▶ [Task goal]
A faithful copy of the data is the goal; set it down exactly, without the images.

▶ [Available data]
BEGIN

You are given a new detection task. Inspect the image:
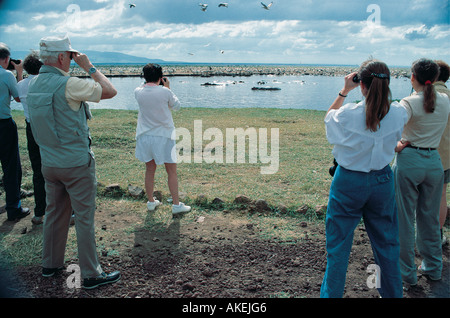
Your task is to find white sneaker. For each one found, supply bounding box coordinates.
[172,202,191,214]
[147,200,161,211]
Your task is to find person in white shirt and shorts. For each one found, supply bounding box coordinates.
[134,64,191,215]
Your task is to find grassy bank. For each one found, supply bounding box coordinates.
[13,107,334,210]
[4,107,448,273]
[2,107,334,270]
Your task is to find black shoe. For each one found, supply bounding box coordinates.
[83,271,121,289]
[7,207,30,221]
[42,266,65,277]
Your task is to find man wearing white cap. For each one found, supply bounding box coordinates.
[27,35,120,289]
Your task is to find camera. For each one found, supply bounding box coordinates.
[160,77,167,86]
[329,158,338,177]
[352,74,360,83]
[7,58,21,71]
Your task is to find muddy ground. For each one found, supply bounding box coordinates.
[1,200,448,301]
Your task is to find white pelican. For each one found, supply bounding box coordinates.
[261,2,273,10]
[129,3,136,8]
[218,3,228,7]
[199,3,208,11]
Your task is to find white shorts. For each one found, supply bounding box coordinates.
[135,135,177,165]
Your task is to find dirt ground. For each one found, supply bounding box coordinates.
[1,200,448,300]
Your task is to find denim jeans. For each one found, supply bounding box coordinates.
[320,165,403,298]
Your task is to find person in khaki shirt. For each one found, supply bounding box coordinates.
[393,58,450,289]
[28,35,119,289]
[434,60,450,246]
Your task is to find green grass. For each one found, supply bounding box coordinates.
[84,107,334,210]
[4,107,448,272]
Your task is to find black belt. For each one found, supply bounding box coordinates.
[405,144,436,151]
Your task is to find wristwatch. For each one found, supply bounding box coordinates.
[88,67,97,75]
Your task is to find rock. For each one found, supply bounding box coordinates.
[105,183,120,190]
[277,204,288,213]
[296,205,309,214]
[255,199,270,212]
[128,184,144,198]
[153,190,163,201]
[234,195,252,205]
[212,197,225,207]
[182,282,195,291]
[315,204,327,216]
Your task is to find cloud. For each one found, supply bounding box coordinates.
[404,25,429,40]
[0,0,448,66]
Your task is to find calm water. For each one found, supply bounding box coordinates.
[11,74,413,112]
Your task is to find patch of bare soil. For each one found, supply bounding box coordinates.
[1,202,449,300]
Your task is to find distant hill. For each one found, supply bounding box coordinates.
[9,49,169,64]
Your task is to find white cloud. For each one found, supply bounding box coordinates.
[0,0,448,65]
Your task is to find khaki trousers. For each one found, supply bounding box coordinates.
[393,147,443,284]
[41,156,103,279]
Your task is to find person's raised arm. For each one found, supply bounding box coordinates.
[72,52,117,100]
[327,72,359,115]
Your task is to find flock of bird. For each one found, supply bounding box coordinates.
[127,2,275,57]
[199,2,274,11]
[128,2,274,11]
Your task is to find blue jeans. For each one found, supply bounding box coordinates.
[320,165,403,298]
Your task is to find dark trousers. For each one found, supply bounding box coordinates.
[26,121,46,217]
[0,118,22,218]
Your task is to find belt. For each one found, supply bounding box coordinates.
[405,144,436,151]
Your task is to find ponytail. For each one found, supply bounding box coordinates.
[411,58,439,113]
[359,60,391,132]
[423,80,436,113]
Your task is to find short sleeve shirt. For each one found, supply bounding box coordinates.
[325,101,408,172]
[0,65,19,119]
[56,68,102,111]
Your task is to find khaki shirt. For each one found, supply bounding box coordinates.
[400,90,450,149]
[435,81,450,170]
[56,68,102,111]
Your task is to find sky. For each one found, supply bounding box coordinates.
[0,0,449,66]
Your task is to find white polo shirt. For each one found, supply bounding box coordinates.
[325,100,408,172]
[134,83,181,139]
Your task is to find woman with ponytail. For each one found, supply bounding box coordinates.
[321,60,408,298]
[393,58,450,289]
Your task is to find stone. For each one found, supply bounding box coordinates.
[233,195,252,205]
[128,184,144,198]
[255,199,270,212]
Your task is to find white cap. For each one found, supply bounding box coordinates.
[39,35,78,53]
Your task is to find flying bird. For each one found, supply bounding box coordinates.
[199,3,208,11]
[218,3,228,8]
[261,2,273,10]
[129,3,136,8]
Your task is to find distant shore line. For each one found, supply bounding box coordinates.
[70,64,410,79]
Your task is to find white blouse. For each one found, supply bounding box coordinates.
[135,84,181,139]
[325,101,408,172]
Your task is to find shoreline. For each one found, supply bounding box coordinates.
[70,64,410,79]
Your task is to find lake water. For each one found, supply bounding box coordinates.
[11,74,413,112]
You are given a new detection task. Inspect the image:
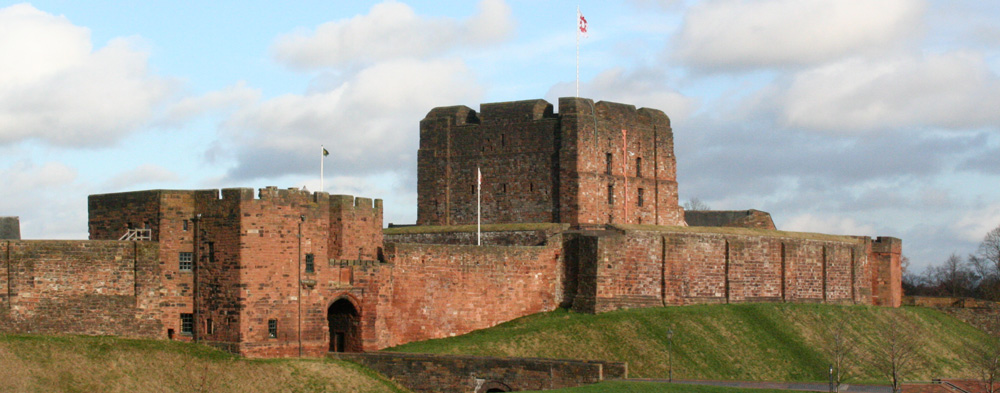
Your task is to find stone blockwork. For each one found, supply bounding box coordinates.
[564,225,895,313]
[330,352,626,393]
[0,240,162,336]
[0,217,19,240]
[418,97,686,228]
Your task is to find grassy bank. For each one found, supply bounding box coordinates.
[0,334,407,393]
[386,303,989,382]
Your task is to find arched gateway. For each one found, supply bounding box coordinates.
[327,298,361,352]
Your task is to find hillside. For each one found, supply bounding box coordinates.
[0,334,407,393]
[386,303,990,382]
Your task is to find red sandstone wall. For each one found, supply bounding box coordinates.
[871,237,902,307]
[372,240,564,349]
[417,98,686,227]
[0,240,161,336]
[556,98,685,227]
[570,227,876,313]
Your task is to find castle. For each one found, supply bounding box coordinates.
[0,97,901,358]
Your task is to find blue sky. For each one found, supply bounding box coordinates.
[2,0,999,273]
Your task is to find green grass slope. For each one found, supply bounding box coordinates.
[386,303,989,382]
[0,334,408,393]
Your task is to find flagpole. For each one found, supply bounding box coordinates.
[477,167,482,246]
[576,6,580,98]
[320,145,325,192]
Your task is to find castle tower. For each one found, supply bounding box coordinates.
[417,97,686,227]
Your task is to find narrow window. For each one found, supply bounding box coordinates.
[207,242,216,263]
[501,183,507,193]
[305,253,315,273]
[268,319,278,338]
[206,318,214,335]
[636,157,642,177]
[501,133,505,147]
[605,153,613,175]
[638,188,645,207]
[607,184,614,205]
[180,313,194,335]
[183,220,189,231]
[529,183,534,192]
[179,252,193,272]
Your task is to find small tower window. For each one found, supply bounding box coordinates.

END

▶ [The completed task]
You are given a new detection task. Inspect the image:
Your task is to find white sneaker. For each one found, supply bounding box coordinates.
[172,202,191,214]
[147,200,161,211]
Your task is to find person in white shirt and shorts. For each one found, supply bounding box coordinates.
[134,64,191,215]
Your task is to find grassy bank. For each one found, supply bounding box coordinates.
[13,107,334,210]
[4,107,448,273]
[2,107,334,270]
Your task is to find black shoe. For each one found, supply bounding box coordinates.
[83,271,121,289]
[7,207,30,221]
[42,266,65,277]
Your task is to find man wearing white cap. For each one found, supply bounding box coordinates.
[27,35,120,289]
Your task is to find camera. For each one found, supply bounding box coordinates.
[160,77,167,86]
[329,158,338,177]
[352,74,360,83]
[7,58,21,71]
Your task is to find muddy ground. For each one found, supply bounding box coordinates.
[1,200,448,301]
Your task is to find white pelican. For each one found, supply bounding box coordinates.
[261,2,273,10]
[129,3,136,8]
[218,3,228,7]
[199,3,208,11]
Your task is to find white shorts. For each one found, supply bounding box coordinates.
[135,135,177,165]
Your task is to find dirt ground. For each one found, supply bounding box coordinates.
[1,200,448,300]
Your task is to find denim jeans. For each one found, supply bounding box coordinates.
[320,165,403,298]
Your task is to find person in khaki shirt. For each one found, supply bounding box coordinates.
[393,58,450,289]
[28,35,119,289]
[434,60,450,246]
Your task is to find green grass. For each one found, supply bounding box coordinates.
[84,107,334,210]
[4,107,448,272]
Your task is to find black belt. For each one found, supply bounding box coordinates.
[405,144,436,151]
Your task is to find wristwatch. For each one found, supply bounding box coordinates.
[88,67,97,75]
Your task is to find rock. For each one found, supply bounding box coordinates.
[105,183,120,190]
[277,204,288,213]
[296,205,309,214]
[255,199,270,212]
[128,184,144,198]
[153,190,163,201]
[234,195,252,205]
[212,197,225,207]
[182,282,195,291]
[315,204,327,216]
Your task is to find cloud. For each one found, supply bounding box coordinates.
[404,25,429,40]
[0,0,448,66]
Your task is to find calm water. For each one found, supply bounding box coordinates.
[11,74,413,112]
Your task is to find patch of bare soil. For each one found, supply bounding box coordinates.
[1,202,449,300]
Your task is to find distant hill. For each one found, supply bounding box coordinates.
[9,49,169,64]
Your task is to find white cloud. For each one found, supply bounding box coordinates.
[0,0,448,65]
Your task is to find khaki trousers. For each one found, supply bounding box coordinates.
[393,147,443,284]
[41,156,103,279]
Your task is to find person's raised arm. For each one found, supply bounding box coordinates.
[72,52,117,100]
[327,72,359,115]
Your task is to find flock of bird. For each one found, supply bounding box coordinates.
[127,2,275,57]
[199,2,274,11]
[128,2,274,11]
Your task is to find blue jeans. For each one found, supply bounding box coordinates.
[320,165,403,298]
Your task is to find dark trousers. For each one found, supply bounding box coordinates.
[26,121,46,217]
[0,118,22,218]
Your task is to find belt. For each one found, supply bounding box coordinates.
[405,144,436,151]
Your task is to find ponytail. For each one found, supply bounding box coordinates.
[411,58,439,113]
[359,60,391,132]
[423,80,436,113]
Your task is to find short sleeve shirt. For each one found, supply bounding box coordinates.
[325,101,408,172]
[0,65,19,119]
[56,68,102,111]
Your task is to find khaki shirt. For each one found, supply bounding box coordinates.
[400,90,450,149]
[435,81,450,170]
[56,68,102,111]
Your task is to find sky. For each one found, supply bounding box coordinates.
[0,0,449,66]
Your task is to find white polo shirt. For each one found, supply bounding box coordinates.
[325,100,408,172]
[134,83,181,139]
Your task is to find woman with ponytail. For each one found, supply bounding box coordinates.
[321,60,408,298]
[393,58,450,289]
Your task is to find stone. For each one found, supply bounding box coordinates.
[233,195,252,205]
[128,184,144,198]
[255,199,270,212]
Your task is to find white cap. For each one found, supply bounding box coordinates.
[39,35,78,53]
Your task is to find flying bird. For each one found, supply bounding box coordinates.
[199,3,208,11]
[218,3,228,8]
[261,2,273,10]
[129,3,136,8]
Your task is to find distant shore line. For each one found, supply bounding box coordinates.
[70,64,410,79]
Your task is to find white blouse. For each one found, supply bounding box coordinates.
[135,84,181,139]
[325,101,408,172]
Your task is to find shoreline. For each one found, supply bounding box coordinates.
[70,64,410,79]
Your task is to find lake water. For each one found, supply bounding box coordinates.
[11,74,413,112]
You are given a new detection task. Inspect the image:
Your task is to find stone blockwork. For each one found, supply bounding box coordinates.
[564,225,895,313]
[330,352,626,393]
[0,240,162,336]
[0,217,19,240]
[418,97,686,228]
Your task is to find grassy bank. For each one found, supply bounding box coordinates.
[0,334,407,393]
[386,303,989,382]
Your task is to find arched gateway. For each one found, supply bounding box coordinates.
[327,298,361,352]
Your task is to find hillside. For each one found, supply bounding box coordinates.
[0,334,407,393]
[386,303,990,382]
Your task is to find red sandstone wall. For each one found, supply bounding box coordinates.
[871,237,902,307]
[372,240,564,349]
[417,98,686,227]
[0,240,161,336]
[556,98,685,227]
[570,227,876,313]
Your task is to find castle. For each one found, supply bounding box coordinates.
[0,97,901,358]
Your task is to find blue sky. For each one found, supply bounding box coordinates.
[2,0,999,273]
Your task is to find green grass slope. For each one found, supply bounding box coordinates.
[386,303,989,382]
[0,334,408,393]
Your task is to find flagpole. For each one found, supply bounding box coordinates.
[477,167,482,246]
[576,6,580,98]
[320,145,325,192]
Your task is to find castle tower. For each one found, supply bounding box coordinates.
[417,97,686,227]
Your task is to find narrow window. For each one found, supply bounding box coordinates.
[207,242,216,263]
[501,183,507,193]
[305,253,315,273]
[268,319,278,338]
[206,318,214,335]
[636,157,642,177]
[501,133,505,147]
[605,153,613,175]
[638,188,645,207]
[607,184,614,205]
[180,313,194,335]
[183,220,189,231]
[529,183,534,192]
[179,252,193,272]
Your task is to find small tower window. For each one found, supply bounding box coordinates.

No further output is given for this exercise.